* Begin TEXT PROVIDED *

The Sporting Brews blog has listed individual stats for Yankee players from the Massacre, and those offensive numbers are scary. A 1.167 Slugging Percentage for Jason Giambi? Sox Watch has the WPA totals for both the Yankee and Red Sox players, and it was Bobby Abreu who led the team, adding almost two games above average all by himself.

In fact, Abreu has racked up 1.6 WPA points in 22 games with the Yankees, versus 2.7 in 98 previous games with the Phillies. The Abreu deal may go down as the single most important in-season event of 2006.

This year’s best fielders.

Chris Dial has been providing a wonderful service at Baseball Think Factory, posting his defensive rankings based on Zone Rating. These are probably the best fielding rankings available during the season, and I hope Chris updates them soon. The rankings (through early July) are available for the American League here and here for the National League.

Chris has also applied his methodology to some historical Zone Rating stats, so be sure to check his blog on a regular basis to see who the best fielders of the best 20 or 30 years have been.

* End TEXT PROVIDED *
* Begin SUPPLIED INFORMATION *

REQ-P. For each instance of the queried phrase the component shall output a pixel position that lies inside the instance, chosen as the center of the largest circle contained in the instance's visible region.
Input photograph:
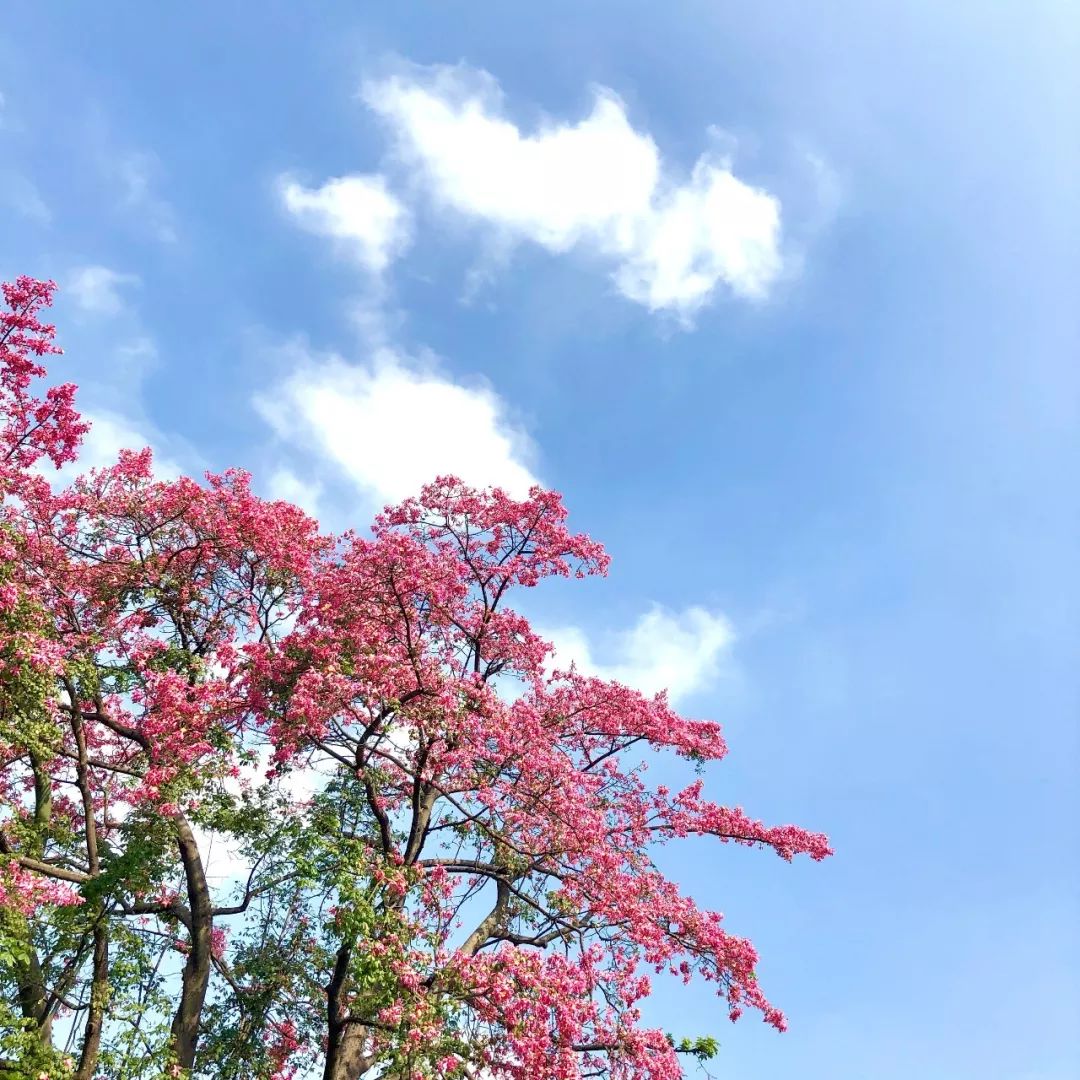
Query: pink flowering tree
(437, 850)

* End SUPPLIED INFORMATION *

WRITTEN TASKS:
a – List every website or blog that the baseball post names.
b – According to the baseball post, what are Chris Dial's defensive rankings based on?
c – Mark each statement yes or no against the baseball post, quoting the words that decide it: (i) Jason Giambi had a 1.167 slugging percentage in the Massacre. (ii) Chris Dial's rankings run through late August. (iii) Abreu had 2.7 WPA points in 98 games with the Phillies.
Answer from the baseball post alone, not from the data.

CORRECT ANSWERS:
a – Sporting Brews, Sox Watch, Baseball Think Factory

b – Zone Rating.

c –
(i) Yes: "A 1.167 Slugging Percentage for Jason Giambi?"
(ii) No: "The rankings (through early July) are available"
(iii) Yes: "versus 2.7 in 98 previous games with the Phillies"